== Supplied records

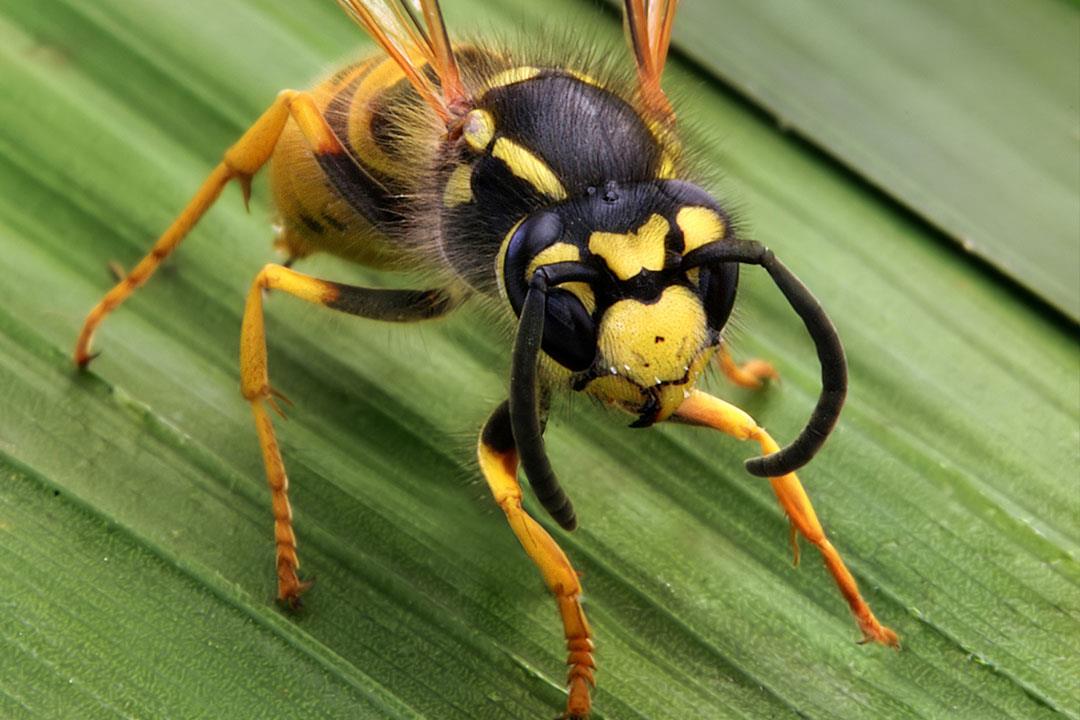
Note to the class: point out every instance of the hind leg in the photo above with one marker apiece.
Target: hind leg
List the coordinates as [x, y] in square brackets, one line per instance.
[241, 162]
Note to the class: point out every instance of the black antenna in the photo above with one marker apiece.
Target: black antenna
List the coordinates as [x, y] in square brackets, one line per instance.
[834, 367]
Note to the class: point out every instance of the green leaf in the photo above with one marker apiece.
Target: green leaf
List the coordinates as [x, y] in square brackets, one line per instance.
[963, 111]
[135, 533]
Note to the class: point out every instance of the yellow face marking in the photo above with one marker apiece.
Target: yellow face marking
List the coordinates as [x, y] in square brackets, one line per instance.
[458, 190]
[513, 75]
[528, 166]
[647, 345]
[629, 254]
[478, 128]
[700, 226]
[564, 253]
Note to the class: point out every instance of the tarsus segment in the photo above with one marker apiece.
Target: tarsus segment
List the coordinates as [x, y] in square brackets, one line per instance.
[703, 409]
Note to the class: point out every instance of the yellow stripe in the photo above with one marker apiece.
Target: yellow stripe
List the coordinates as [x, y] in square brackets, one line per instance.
[564, 253]
[512, 76]
[478, 128]
[458, 190]
[528, 166]
[700, 226]
[378, 80]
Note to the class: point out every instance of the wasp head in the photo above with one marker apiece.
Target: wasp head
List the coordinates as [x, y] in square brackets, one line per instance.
[632, 322]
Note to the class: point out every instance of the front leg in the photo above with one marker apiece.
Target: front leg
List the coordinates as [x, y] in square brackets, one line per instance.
[703, 409]
[498, 461]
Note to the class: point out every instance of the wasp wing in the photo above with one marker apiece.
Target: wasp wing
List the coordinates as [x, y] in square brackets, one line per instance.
[649, 32]
[414, 35]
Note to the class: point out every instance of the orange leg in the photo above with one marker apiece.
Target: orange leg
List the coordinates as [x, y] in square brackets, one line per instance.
[393, 306]
[751, 375]
[241, 162]
[498, 461]
[703, 409]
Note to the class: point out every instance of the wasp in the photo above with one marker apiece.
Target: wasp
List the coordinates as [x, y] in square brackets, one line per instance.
[558, 191]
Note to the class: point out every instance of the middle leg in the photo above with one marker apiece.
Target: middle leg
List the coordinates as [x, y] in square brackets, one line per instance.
[498, 461]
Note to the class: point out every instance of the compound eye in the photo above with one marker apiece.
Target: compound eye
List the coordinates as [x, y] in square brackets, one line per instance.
[537, 233]
[569, 333]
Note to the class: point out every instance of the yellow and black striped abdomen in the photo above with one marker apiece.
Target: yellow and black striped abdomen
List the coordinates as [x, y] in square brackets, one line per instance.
[356, 205]
[538, 137]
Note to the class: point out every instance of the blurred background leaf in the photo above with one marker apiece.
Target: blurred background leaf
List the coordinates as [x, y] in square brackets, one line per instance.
[966, 112]
[134, 522]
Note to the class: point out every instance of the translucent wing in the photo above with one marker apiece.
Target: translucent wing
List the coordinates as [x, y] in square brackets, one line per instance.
[413, 34]
[649, 29]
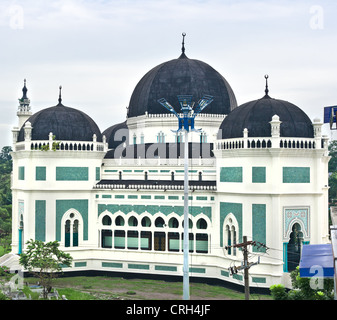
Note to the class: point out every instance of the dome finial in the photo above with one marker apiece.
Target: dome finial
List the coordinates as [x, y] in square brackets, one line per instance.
[266, 90]
[60, 97]
[183, 43]
[24, 90]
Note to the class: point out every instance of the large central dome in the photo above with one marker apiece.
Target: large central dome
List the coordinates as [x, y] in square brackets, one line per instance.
[180, 77]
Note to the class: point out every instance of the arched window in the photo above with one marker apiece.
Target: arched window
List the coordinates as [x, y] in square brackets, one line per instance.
[71, 231]
[173, 223]
[231, 234]
[294, 247]
[159, 222]
[201, 224]
[133, 222]
[146, 222]
[106, 221]
[119, 221]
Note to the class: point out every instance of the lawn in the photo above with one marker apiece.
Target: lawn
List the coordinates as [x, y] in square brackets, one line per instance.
[141, 289]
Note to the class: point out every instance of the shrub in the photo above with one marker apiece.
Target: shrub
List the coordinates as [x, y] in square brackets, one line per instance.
[278, 292]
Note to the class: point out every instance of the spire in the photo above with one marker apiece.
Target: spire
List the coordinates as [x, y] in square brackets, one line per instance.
[183, 47]
[266, 90]
[24, 109]
[60, 97]
[183, 43]
[24, 90]
[24, 101]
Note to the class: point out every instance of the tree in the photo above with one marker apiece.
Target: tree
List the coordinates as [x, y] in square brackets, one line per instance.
[304, 289]
[44, 260]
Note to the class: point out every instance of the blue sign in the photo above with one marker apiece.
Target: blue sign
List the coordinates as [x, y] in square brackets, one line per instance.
[330, 115]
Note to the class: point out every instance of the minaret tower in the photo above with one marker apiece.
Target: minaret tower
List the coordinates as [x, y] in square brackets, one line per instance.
[24, 110]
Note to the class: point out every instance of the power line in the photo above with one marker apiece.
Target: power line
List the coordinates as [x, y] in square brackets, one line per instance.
[245, 265]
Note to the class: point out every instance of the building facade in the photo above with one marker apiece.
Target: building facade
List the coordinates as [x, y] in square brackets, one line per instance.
[114, 199]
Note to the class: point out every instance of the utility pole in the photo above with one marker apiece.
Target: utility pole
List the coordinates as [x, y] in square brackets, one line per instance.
[245, 265]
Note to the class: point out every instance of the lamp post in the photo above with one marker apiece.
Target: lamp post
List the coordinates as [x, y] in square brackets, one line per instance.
[186, 123]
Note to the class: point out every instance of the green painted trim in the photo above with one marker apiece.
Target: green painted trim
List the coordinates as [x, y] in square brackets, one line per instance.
[21, 175]
[165, 268]
[259, 225]
[231, 174]
[40, 173]
[112, 265]
[237, 276]
[258, 174]
[139, 266]
[197, 270]
[62, 206]
[145, 197]
[40, 220]
[80, 264]
[259, 280]
[72, 173]
[227, 208]
[296, 174]
[224, 273]
[154, 209]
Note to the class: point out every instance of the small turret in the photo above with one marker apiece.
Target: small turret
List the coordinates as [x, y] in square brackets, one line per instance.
[24, 110]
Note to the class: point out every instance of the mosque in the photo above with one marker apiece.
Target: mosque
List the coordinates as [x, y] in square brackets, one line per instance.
[114, 198]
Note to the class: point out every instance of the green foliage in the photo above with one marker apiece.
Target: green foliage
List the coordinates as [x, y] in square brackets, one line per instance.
[304, 288]
[44, 260]
[5, 198]
[333, 154]
[278, 292]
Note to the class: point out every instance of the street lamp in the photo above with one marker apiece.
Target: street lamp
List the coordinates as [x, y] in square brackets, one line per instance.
[186, 123]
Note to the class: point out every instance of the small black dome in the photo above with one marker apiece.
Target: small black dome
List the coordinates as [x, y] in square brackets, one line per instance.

====

● **Your assignment**: Return the lines of the listing where the string "painted" appears.

● **Solution**:
Note to the class: point out every instance of the green painted trim in the photo above with one marker apiece.
Target: green painted trim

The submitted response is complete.